====== INFORMATION SUPPLIED
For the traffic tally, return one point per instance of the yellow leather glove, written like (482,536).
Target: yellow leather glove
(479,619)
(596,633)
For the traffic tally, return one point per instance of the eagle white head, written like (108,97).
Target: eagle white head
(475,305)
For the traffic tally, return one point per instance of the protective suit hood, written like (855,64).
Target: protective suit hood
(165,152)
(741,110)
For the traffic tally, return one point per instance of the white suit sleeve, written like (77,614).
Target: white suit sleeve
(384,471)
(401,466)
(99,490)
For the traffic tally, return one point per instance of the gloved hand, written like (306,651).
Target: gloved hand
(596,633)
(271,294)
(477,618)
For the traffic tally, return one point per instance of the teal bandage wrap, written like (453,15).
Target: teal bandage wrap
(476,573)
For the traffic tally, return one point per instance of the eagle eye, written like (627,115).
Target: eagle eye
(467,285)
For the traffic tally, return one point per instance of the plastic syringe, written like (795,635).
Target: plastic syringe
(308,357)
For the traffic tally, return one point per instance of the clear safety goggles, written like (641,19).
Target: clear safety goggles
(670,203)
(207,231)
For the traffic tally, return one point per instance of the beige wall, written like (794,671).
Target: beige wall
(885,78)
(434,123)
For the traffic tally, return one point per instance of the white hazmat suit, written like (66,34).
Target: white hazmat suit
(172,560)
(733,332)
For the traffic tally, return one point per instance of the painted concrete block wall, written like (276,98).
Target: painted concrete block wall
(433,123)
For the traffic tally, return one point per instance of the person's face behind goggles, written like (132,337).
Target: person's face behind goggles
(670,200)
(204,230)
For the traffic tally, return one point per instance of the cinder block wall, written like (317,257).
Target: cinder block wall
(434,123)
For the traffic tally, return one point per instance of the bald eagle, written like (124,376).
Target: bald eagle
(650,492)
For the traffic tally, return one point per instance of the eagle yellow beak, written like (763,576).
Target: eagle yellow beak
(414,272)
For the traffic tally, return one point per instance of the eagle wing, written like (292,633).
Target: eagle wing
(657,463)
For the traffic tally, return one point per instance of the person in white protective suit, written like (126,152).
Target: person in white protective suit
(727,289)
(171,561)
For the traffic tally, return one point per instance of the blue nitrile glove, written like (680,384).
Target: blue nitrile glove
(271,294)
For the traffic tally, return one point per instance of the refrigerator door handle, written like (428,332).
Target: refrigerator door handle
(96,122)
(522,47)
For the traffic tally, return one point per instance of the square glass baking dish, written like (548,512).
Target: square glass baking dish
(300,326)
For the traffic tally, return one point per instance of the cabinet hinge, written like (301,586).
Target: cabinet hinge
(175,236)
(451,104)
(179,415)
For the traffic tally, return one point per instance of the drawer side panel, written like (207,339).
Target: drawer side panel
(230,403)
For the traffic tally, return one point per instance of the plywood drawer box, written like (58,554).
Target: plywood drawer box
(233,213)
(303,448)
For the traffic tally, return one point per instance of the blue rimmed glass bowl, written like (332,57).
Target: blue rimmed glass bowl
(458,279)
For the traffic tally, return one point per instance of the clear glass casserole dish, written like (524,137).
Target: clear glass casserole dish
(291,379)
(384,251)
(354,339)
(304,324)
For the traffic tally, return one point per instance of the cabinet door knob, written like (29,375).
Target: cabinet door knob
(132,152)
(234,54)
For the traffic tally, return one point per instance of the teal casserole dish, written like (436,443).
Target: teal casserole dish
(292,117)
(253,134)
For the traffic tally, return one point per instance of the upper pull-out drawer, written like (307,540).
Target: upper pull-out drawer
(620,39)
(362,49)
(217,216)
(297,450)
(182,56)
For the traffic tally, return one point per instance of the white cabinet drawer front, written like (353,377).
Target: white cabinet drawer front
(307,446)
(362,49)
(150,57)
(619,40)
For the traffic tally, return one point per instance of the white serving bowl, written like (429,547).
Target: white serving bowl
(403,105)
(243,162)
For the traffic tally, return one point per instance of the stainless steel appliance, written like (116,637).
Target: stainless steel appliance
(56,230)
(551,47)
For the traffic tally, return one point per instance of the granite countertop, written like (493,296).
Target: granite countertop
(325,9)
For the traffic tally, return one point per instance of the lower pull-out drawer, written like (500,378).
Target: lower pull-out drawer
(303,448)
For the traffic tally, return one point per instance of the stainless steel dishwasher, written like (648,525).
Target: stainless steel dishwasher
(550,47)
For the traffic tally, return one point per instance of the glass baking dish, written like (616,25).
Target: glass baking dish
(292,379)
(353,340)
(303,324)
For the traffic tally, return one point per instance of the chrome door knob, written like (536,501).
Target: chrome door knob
============
### THE PROBLEM
Every record must be retyped so that it matches the original exactly.

### TASK RESPONSE
For the traffic tally, return one point per instance of the yellow leather glove, written like (482,536).
Target: yellow leather glove
(479,619)
(596,633)
For the traffic tally, return one point per instance of the eagle white head, written like (108,97).
Target: eagle white head
(475,305)
For the traffic tally, return one point per instance of the protective suit hood, written like (855,64).
Target: protective suit hood
(165,152)
(741,110)
For the traffic tally, return one point per instance of the white suit sleeve, written like (77,614).
Target: white suit sleeve
(384,471)
(401,466)
(99,490)
For the traffic tally, return one point per instance of the gloved hand, written like (306,651).
Target: gloved hand
(596,633)
(271,294)
(477,618)
For the traffic tally, return one point per instance of the teal bandage wrap, written like (453,15).
Target: teal bandage wrap
(476,573)
For the traffic tally, return one point per instance of the eagle eye, written like (627,115).
Target: eagle eye
(467,285)
For the traffic tally, return one point per instance of the plastic syringe, written like (795,635).
Target: plastic syringe
(308,357)
For the traffic tally, return one point per instance of the clear safety goggles, written like (641,19).
Target: clear safety goggles
(670,203)
(207,231)
For the traffic tally, return one point per instance of the beige wall, written like (794,671).
Target: beige wall
(885,78)
(434,123)
For the traffic tally, return one point per instance of the white hazmat suit, written like (66,34).
Target: white hazmat suit
(172,560)
(733,332)
For the traffic tally, return one point per instance of the painted concrete block wall, written like (276,98).
Target: painted concrete block wall
(433,123)
For the traffic tally, return one point per instance of the person's face behind goggles, written like (132,337).
Target: person's face behind goggles
(670,200)
(204,230)
For the traffic tally, return one point per instance of the cinder block wall, written like (317,257).
Target: cinder block wall
(434,123)
For the traffic tally, return one point per instance of the bald eagle, written like (124,376).
Target: bald eagle
(650,492)
For the traffic tally, return one point per instance of the eagle yellow beak, written like (763,576).
Target: eagle yellow beak
(414,272)
For the traffic tally, return one point per instance of the eagle wing, written like (292,633).
Target: eagle wing
(657,463)
For the traffic tally, return one point per instance of the person in white protective suit, written like (126,152).
Target: person in white protective suit
(727,289)
(171,561)
For the traffic tally, return one point per instance of the blue nitrile glove, written like (680,384).
Target: blue nitrile glove
(271,294)
For the traffic tally, return one point per instance of the refrigerator door handle, written like (428,332).
Target: refrigerator door handle
(96,122)
(522,47)
For the traffic tally, return one point per instance of the square glass baking dish, written like (548,512).
Target: square glass baking dish
(300,326)
For the traffic tally, return one point per instance of the cabinet hinge, written like (301,586).
Target: cabinet hinge
(175,236)
(451,104)
(179,415)
For the traffic tally, return one point per instance of the drawer side panel, written like (207,339).
Target: drawer side panel
(230,403)
For the traffic tally, return one point per instance of the plywood drawer box, written like (58,554).
Target: plywood drawer box
(233,213)
(303,448)
For the traffic tally, return one point per instance of the blue rimmed glass bowl, written like (332,57).
Target: blue rimmed glass bowl
(458,279)
For the traffic tally, return one point per instance of the clear glass casserole dish, written like (524,137).
Target: clear glass casserole dish
(291,379)
(384,251)
(354,339)
(304,324)
For the traffic tally, return one point per instance of the cabinet door knob, written like (29,375).
Target: cabinet door knob
(132,152)
(234,54)
For the traffic tally, return one point per instance of the teal casserole dish, written like (436,443).
Target: teal casserole dish
(292,117)
(253,134)
For the traffic tally, return one point per instance of the upper pull-out drawer, written like (307,540).
Target: upper pull-out drawer
(620,39)
(362,49)
(217,216)
(297,450)
(182,56)
For the traffic tally, return one point per instance of the white cabinet drawer front, written like (353,377).
Target: white cabinet drawer front
(307,446)
(362,49)
(150,57)
(619,40)
For the traffic tally, return one point per instance of the white serving bowl, written like (429,547).
Target: white serving bowl
(403,105)
(243,162)
For the traffic tally, return one point per instance of the stainless steel appliance, written like (116,637).
Target: stainless steel appliance
(56,230)
(551,47)
For the traffic tally, return one point per instance of the granite countertop, written like (493,296).
Target: granite countertop
(325,9)
For the traffic tally, return one point per instance of the lower pull-out drawer, written like (500,378).
Target: lower pull-out drawer
(303,448)
For the traffic tally, return one point per instance of the stainless steel dishwasher, written like (648,525).
Target: stainless steel dishwasher
(550,47)
For the traffic tally, return one point per instance of the glass baking dish, written like (616,25).
Target: glass baking dish
(292,379)
(353,340)
(303,324)
For the traffic tally, return one point per instance of the chrome door knob, written like (536,501).
Target: chrome door knob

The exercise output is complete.